╭─ Source data

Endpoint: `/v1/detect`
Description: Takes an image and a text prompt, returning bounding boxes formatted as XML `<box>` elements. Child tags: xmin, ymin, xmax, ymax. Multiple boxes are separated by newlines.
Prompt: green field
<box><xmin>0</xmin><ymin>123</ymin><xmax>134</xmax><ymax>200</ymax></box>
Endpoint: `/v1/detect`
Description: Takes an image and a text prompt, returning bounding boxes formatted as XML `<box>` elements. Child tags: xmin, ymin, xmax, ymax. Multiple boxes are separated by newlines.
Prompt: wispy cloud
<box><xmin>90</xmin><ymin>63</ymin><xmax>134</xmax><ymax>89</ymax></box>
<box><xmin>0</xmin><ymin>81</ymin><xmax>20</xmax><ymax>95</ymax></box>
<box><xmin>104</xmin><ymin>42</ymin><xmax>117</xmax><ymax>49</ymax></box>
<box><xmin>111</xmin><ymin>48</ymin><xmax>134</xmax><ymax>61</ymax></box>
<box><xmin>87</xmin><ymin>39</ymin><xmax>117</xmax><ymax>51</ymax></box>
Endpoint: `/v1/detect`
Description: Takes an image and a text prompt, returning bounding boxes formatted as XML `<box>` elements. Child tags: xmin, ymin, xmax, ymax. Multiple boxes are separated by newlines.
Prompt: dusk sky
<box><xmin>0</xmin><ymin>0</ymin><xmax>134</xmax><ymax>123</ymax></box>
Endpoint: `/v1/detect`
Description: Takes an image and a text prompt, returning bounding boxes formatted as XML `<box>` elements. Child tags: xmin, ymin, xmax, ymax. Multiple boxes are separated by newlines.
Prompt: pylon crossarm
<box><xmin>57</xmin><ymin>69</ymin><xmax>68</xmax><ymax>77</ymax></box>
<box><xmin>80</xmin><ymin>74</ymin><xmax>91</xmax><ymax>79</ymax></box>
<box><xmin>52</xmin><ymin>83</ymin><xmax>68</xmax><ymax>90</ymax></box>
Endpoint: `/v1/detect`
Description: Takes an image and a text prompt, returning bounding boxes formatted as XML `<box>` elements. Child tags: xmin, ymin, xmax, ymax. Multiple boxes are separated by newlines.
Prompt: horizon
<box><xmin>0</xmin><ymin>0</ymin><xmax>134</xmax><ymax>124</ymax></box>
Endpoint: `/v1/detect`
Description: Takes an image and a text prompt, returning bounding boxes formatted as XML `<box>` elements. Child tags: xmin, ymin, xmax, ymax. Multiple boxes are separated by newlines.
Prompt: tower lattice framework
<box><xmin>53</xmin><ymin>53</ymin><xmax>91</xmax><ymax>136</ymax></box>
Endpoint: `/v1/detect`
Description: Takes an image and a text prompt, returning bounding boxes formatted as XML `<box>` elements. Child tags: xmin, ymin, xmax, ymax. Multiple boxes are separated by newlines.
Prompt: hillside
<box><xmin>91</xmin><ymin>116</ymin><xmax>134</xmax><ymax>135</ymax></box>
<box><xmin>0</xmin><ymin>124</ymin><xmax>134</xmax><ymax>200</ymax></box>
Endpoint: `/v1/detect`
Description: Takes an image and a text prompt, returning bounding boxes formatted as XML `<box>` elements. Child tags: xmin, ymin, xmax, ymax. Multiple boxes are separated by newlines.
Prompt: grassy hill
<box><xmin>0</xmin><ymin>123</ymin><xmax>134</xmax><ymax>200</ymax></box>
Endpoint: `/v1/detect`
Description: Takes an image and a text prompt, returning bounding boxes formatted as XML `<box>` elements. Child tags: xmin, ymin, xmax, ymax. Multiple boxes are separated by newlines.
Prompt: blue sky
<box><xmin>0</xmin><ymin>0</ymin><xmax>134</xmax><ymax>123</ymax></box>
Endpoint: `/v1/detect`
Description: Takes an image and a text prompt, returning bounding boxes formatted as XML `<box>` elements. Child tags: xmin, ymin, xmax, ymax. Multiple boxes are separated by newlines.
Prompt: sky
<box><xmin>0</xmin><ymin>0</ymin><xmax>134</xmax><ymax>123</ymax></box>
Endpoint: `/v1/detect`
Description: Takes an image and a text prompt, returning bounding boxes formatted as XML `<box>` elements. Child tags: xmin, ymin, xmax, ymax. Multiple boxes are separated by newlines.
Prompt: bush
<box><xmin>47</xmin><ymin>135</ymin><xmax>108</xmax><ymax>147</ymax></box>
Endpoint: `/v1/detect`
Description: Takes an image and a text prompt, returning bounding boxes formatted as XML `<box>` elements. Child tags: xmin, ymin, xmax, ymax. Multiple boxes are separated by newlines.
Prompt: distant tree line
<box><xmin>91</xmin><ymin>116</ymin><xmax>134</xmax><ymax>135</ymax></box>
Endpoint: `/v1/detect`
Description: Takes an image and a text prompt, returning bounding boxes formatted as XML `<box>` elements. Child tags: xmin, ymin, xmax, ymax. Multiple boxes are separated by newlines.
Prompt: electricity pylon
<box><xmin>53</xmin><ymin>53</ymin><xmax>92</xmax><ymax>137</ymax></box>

╰─

§ **What you will do**
Identify every line in the entries above that contains the word "pylon", matching case exactly, and copy each one in full.

§ **Solution**
Prompt: pylon crossarm
Prompt: electricity pylon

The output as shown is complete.